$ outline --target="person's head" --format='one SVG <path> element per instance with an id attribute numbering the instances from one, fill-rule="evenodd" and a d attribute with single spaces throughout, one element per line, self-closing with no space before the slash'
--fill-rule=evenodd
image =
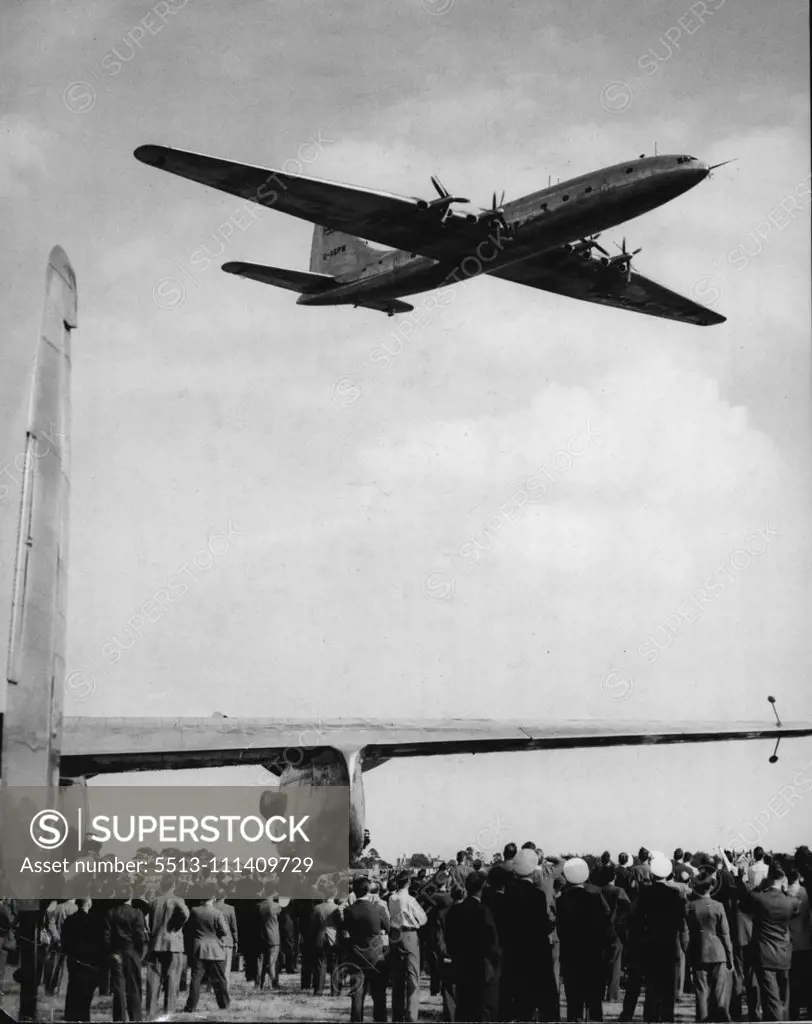
<path id="1" fill-rule="evenodd" d="M 352 891 L 355 893 L 357 899 L 361 899 L 363 896 L 369 896 L 370 882 L 366 875 L 358 875 L 357 878 L 352 880 Z"/>
<path id="2" fill-rule="evenodd" d="M 516 854 L 519 852 L 519 848 L 515 843 L 508 843 L 502 851 L 502 856 L 505 860 L 513 860 Z"/>
<path id="3" fill-rule="evenodd" d="M 716 886 L 716 872 L 710 867 L 700 868 L 694 879 L 694 892 L 697 896 L 710 896 Z"/>
<path id="4" fill-rule="evenodd" d="M 757 846 L 755 850 L 753 850 L 753 860 L 764 860 L 763 846 Z"/>
<path id="5" fill-rule="evenodd" d="M 479 857 L 477 857 L 477 859 L 474 861 L 474 871 L 481 871 L 481 870 L 482 870 L 482 861 L 479 859 Z"/>
<path id="6" fill-rule="evenodd" d="M 172 886 L 175 884 L 175 876 L 171 874 L 163 874 L 158 882 L 159 892 L 169 892 Z"/>
<path id="7" fill-rule="evenodd" d="M 445 892 L 446 889 L 448 889 L 448 872 L 438 871 L 437 874 L 434 876 L 433 881 L 441 892 Z"/>
<path id="8" fill-rule="evenodd" d="M 601 854 L 601 864 L 611 864 L 612 854 L 608 850 L 604 850 Z"/>
<path id="9" fill-rule="evenodd" d="M 589 878 L 589 865 L 582 857 L 564 861 L 564 878 L 570 885 L 583 885 Z"/>
<path id="10" fill-rule="evenodd" d="M 426 877 L 426 869 L 425 868 L 421 868 L 417 872 L 417 880 L 418 880 L 418 882 L 422 882 L 425 877 Z"/>
<path id="11" fill-rule="evenodd" d="M 651 854 L 648 852 L 645 846 L 641 846 L 640 849 L 637 851 L 637 859 L 640 861 L 641 864 L 648 864 L 648 859 L 650 856 Z"/>
<path id="12" fill-rule="evenodd" d="M 412 876 L 408 871 L 399 871 L 398 876 L 395 879 L 395 888 L 400 891 L 401 889 L 408 889 L 409 883 L 412 880 Z"/>
<path id="13" fill-rule="evenodd" d="M 526 843 L 522 843 L 523 850 L 535 850 L 536 844 L 532 843 L 529 839 Z"/>
<path id="14" fill-rule="evenodd" d="M 225 886 L 223 886 L 223 885 L 218 886 L 218 888 L 217 888 L 217 899 L 218 900 L 224 900 L 226 898 L 226 896 L 228 896 L 228 891 L 226 890 Z"/>
<path id="15" fill-rule="evenodd" d="M 787 887 L 787 876 L 784 869 L 776 861 L 770 864 L 770 868 L 767 872 L 767 883 L 773 889 L 786 889 Z"/>
<path id="16" fill-rule="evenodd" d="M 504 892 L 509 878 L 510 872 L 506 871 L 501 864 L 495 864 L 488 875 L 488 885 L 496 892 Z"/>
<path id="17" fill-rule="evenodd" d="M 664 882 L 673 874 L 674 867 L 664 853 L 656 853 L 651 856 L 651 873 L 659 882 Z"/>
<path id="18" fill-rule="evenodd" d="M 485 876 L 480 875 L 478 871 L 472 871 L 465 879 L 465 891 L 468 893 L 469 898 L 481 899 L 484 888 Z"/>
<path id="19" fill-rule="evenodd" d="M 395 878 L 394 875 L 390 875 L 387 878 L 387 880 L 386 880 L 386 891 L 387 892 L 394 892 L 395 889 L 397 889 L 397 887 L 398 887 L 397 879 Z"/>
<path id="20" fill-rule="evenodd" d="M 692 857 L 693 857 L 693 854 L 690 853 L 688 850 L 686 850 L 685 853 L 683 853 L 683 855 L 682 855 L 682 863 L 683 864 L 690 864 Z"/>
<path id="21" fill-rule="evenodd" d="M 614 864 L 601 864 L 595 873 L 595 885 L 614 885 L 615 882 L 615 866 Z"/>
<path id="22" fill-rule="evenodd" d="M 529 879 L 539 866 L 535 850 L 520 850 L 513 859 L 513 873 L 517 878 Z"/>
<path id="23" fill-rule="evenodd" d="M 797 868 L 787 868 L 787 885 L 795 885 L 801 877 Z"/>
<path id="24" fill-rule="evenodd" d="M 682 854 L 682 847 L 678 846 L 676 850 L 674 850 L 674 860 L 682 860 Z"/>
<path id="25" fill-rule="evenodd" d="M 465 850 L 457 850 L 457 863 L 458 864 L 462 864 L 463 861 L 465 860 L 465 857 L 466 857 Z"/>
<path id="26" fill-rule="evenodd" d="M 76 904 L 77 911 L 86 914 L 88 910 L 93 906 L 93 900 L 89 896 L 83 896 L 81 899 L 73 901 Z"/>
<path id="27" fill-rule="evenodd" d="M 624 853 L 619 853 L 617 855 L 617 862 L 618 862 L 618 864 L 622 868 L 625 868 L 626 865 L 629 863 L 629 855 L 628 855 L 628 853 L 625 853 L 625 852 Z"/>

Required action: Give the data above again in full and unchanged, skipping the pictures.

Your response:
$ outline --target="person's head" --format='one SVG <path> element per instance with an id attribute numbering the instances from one, fill-rule="evenodd" and a d attribute with single spaces throughout, one element per line, self-closing with no space before the slash'
--fill-rule=evenodd
image =
<path id="1" fill-rule="evenodd" d="M 352 891 L 355 893 L 357 899 L 361 899 L 363 896 L 369 896 L 370 882 L 366 875 L 358 875 L 357 878 L 352 880 Z"/>
<path id="2" fill-rule="evenodd" d="M 516 854 L 519 852 L 519 848 L 515 843 L 508 843 L 502 851 L 502 856 L 505 860 L 513 860 Z"/>
<path id="3" fill-rule="evenodd" d="M 716 886 L 716 872 L 710 867 L 700 868 L 694 879 L 694 892 L 697 896 L 710 896 Z"/>
<path id="4" fill-rule="evenodd" d="M 757 846 L 755 850 L 753 850 L 753 860 L 764 860 L 763 846 Z"/>
<path id="5" fill-rule="evenodd" d="M 479 857 L 477 857 L 477 859 L 474 861 L 474 871 L 481 871 L 481 870 L 482 870 L 482 861 L 479 859 Z"/>
<path id="6" fill-rule="evenodd" d="M 172 886 L 175 884 L 175 876 L 171 874 L 163 874 L 158 882 L 159 892 L 169 892 Z"/>
<path id="7" fill-rule="evenodd" d="M 445 892 L 446 889 L 448 889 L 448 872 L 438 871 L 437 874 L 434 876 L 433 881 L 441 892 Z"/>
<path id="8" fill-rule="evenodd" d="M 601 854 L 601 864 L 611 864 L 612 854 L 608 850 L 604 850 Z"/>
<path id="9" fill-rule="evenodd" d="M 589 878 L 589 865 L 582 857 L 564 861 L 564 878 L 570 885 L 583 885 Z"/>
<path id="10" fill-rule="evenodd" d="M 426 877 L 426 869 L 425 868 L 421 868 L 417 872 L 417 880 L 418 880 L 418 882 L 422 882 L 425 877 Z"/>
<path id="11" fill-rule="evenodd" d="M 651 854 L 648 852 L 645 846 L 641 846 L 640 849 L 637 851 L 637 859 L 640 861 L 641 864 L 648 864 L 648 859 L 650 856 Z"/>
<path id="12" fill-rule="evenodd" d="M 412 876 L 408 871 L 399 871 L 398 876 L 395 879 L 395 888 L 400 891 L 401 889 L 408 889 L 409 883 L 412 880 Z"/>
<path id="13" fill-rule="evenodd" d="M 526 843 L 522 843 L 523 850 L 535 850 L 536 844 L 532 843 L 529 839 Z"/>
<path id="14" fill-rule="evenodd" d="M 225 886 L 223 886 L 223 885 L 218 886 L 218 888 L 217 888 L 217 899 L 218 900 L 224 900 L 226 898 L 226 896 L 228 896 L 228 891 L 226 890 Z"/>
<path id="15" fill-rule="evenodd" d="M 787 887 L 787 876 L 784 869 L 776 861 L 770 864 L 770 868 L 767 872 L 767 883 L 773 889 L 786 889 Z"/>
<path id="16" fill-rule="evenodd" d="M 504 892 L 509 878 L 510 872 L 506 871 L 501 864 L 495 864 L 488 875 L 488 885 L 496 892 Z"/>
<path id="17" fill-rule="evenodd" d="M 664 882 L 673 874 L 674 867 L 664 853 L 656 853 L 651 856 L 651 873 L 659 882 Z"/>
<path id="18" fill-rule="evenodd" d="M 485 876 L 480 875 L 478 871 L 472 871 L 465 879 L 465 891 L 468 893 L 469 898 L 481 899 L 484 888 Z"/>
<path id="19" fill-rule="evenodd" d="M 395 878 L 394 875 L 390 875 L 387 878 L 387 880 L 386 880 L 386 891 L 387 892 L 394 892 L 395 889 L 397 889 L 397 887 L 398 887 L 397 879 Z"/>
<path id="20" fill-rule="evenodd" d="M 692 857 L 693 857 L 693 854 L 690 853 L 688 850 L 686 850 L 685 853 L 683 853 L 683 855 L 682 855 L 682 863 L 683 864 L 690 864 Z"/>
<path id="21" fill-rule="evenodd" d="M 614 864 L 601 864 L 595 873 L 595 885 L 614 885 L 615 882 L 615 866 Z"/>
<path id="22" fill-rule="evenodd" d="M 529 879 L 539 866 L 535 850 L 520 850 L 513 859 L 513 873 L 517 878 Z"/>
<path id="23" fill-rule="evenodd" d="M 797 868 L 787 868 L 787 885 L 795 885 L 801 877 Z"/>
<path id="24" fill-rule="evenodd" d="M 682 854 L 682 847 L 678 846 L 676 850 L 674 850 L 674 860 L 682 860 Z"/>
<path id="25" fill-rule="evenodd" d="M 465 850 L 457 850 L 457 863 L 458 864 L 462 864 L 463 861 L 465 860 L 465 857 L 466 857 Z"/>
<path id="26" fill-rule="evenodd" d="M 76 904 L 77 911 L 86 914 L 88 910 L 93 906 L 93 900 L 89 896 L 83 896 L 81 899 L 73 901 Z"/>
<path id="27" fill-rule="evenodd" d="M 624 853 L 619 853 L 617 855 L 617 862 L 618 862 L 618 864 L 622 868 L 625 868 L 626 865 L 629 863 L 629 855 L 628 855 L 628 853 L 625 853 L 625 852 Z"/>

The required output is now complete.